On Monday, the Bill and Melinda Gates Foundation released the fourth of its annual Goalkeeper reports, which track the slow but steady progress the world has made toward more than a dozen health-related goals set forth by the United Nations in 2015.
This year’s report, which Mr. Gates discussed in an interview with The New York Times, was unrelentingly grim. Not since 1870 have so many countries been in recession at once, it says.
Between 1990 and 2020, the percentage of the world’s population living in extreme poverty, which is now defined as living on less than $2 a day, shrank to less than 7 percent from 37 percent. In just the past few months, 37 million people have fallen back below the line, the report estimated.
One of the starkest conclusions in the report is that nearly twice as many deaths could be prevented if Covid-19 vaccines were distributed to all countries based on their populations rather than to the 50 richest countries first.
The assessment comes as the United States, stung harder by the virus than any other country, is retreating from the global health stage and seems focused primarily on saving itself.
Still, Mr. Gates harbors some optimism.
“It’s my disposition,” he said. “Plus, I’ve got to call these people up and make the pitch to them that this really makes sense — and I totally, totally believe it makes sense.”
By “these people,” he was referring to leading figures in the White House and Congress, whom he has personally lobbied to do “this”: namely, add an extra $4 billion to the fiscal stimulus package now under debate in Congress so that poor countries can get Covid-19 vaccines.
Ultimately Mr. Gates’s goal is far more ambitious: to double American foreign aid from less than 0.25 percent of gross domestic product to 0.5 percent or more. He sees the pandemic as an opportunity to do that.

******

__WHAT YOU WILL DO__: Continue the article about the Gates Foundation's Goalkeeper report from its last sentence.

__GIVEN INFORMATION__:
******

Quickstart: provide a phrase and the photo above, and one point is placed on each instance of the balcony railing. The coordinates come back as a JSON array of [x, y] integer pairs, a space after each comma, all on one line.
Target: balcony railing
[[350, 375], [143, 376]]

******

__REPLY TO THE EXERCISE__:
“As they say,” he added cheerily, “the U.S. government — after it’s tried every other thing — does the right thing.”
As he did in Silicon Valley while battling competitors and antitrust regulators, Mr. Gates, the co-founder of Microsoft, can calculate his chances of success with a ruthless logic.
That has rarely been as true as it is now, as a once-in-a-century pandemic devastates the impoverished countries where he focuses his giving.
The damage has been wrought less by the virus — so far it has killed much smaller percentages of the populations of Asia and Africa than of the Americas and Western Europe — than by the economic impact, which has been far greater in countries where people and governments “have no spare reserves to draw on,” Mr. Gates said.
The Asian Development Bank said on Tuesday that developing economies across Asia would contract 0.7 percent this year, the first contraction in the region since the early 1960s. The bank said that depending on how the poverty line is defined, the pandemic would increase the number of people living below it by 78 million or 162 million, reversing three to four years of progress.